═══ INPUT RECORDS ═══

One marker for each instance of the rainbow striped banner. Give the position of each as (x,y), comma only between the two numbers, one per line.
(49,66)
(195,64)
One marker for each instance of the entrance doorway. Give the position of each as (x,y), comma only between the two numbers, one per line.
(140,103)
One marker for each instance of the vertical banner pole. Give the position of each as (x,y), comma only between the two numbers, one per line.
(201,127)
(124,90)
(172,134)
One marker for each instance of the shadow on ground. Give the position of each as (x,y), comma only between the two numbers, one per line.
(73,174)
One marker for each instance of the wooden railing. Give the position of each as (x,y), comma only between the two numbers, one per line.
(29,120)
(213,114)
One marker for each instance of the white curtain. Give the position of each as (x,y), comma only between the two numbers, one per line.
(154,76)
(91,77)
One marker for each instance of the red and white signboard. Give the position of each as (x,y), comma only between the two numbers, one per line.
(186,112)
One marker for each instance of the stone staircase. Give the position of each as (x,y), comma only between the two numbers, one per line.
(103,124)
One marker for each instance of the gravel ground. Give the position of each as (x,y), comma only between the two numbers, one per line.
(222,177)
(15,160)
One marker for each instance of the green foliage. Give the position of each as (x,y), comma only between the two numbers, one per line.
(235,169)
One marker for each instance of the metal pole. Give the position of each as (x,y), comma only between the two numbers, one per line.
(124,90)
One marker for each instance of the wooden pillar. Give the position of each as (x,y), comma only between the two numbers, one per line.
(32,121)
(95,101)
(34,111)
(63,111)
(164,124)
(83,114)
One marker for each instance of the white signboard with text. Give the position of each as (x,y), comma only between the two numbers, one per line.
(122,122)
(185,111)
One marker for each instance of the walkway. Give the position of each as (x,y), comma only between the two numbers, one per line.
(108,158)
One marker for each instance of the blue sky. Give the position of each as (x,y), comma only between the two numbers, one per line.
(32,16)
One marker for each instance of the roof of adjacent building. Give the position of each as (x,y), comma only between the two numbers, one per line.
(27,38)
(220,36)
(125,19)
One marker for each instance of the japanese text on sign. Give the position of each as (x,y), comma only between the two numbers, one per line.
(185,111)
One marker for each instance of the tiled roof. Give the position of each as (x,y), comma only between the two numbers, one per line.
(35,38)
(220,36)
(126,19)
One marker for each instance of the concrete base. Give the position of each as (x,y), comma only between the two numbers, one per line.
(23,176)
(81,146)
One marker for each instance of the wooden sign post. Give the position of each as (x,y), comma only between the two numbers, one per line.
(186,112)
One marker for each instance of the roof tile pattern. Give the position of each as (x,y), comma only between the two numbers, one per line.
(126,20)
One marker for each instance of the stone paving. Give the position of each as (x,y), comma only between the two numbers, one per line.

═══

EXERCISE DIRECTIONS —
Retype the rows word for word, beginning at the line that contains "One marker for each instance of the blue" and continuing through the final line of the rows.

RESULT FOR THIS EXERCISE —
One marker for each instance of the blue sky. Give the position of each as (x,y), comma only between the two numbers, one per line.
(32,16)
One marker for each instance of the roof of adjacent building. Give the position of each as (x,y), comma only between the two numbers, one per line.
(27,38)
(220,36)
(125,19)
One marker for each instance of the japanese text on sign. Give the position of each as (x,y), comma only between the two numbers, one per line.
(185,111)
One marker for each instance of the tiled roof. Give the position of each as (x,y), comma only between the two numbers, one per line.
(35,38)
(220,36)
(126,19)
One marker for each instance of the concrete base. Give the position of each as (x,y), comma only between the two numbers, one per line.
(23,176)
(81,146)
One marker for each instance of the wooden sign post. Give the position of each as (x,y), comma only between the two numbers, one per line.
(186,112)
One marker for each instance of the roof tile pattern. Give the position of each as (x,y), comma only between the two numbers, one per line.
(126,20)
One marker for each instance of the stone paving. Give the position of each as (x,y), comma only between the two numbers, one per line.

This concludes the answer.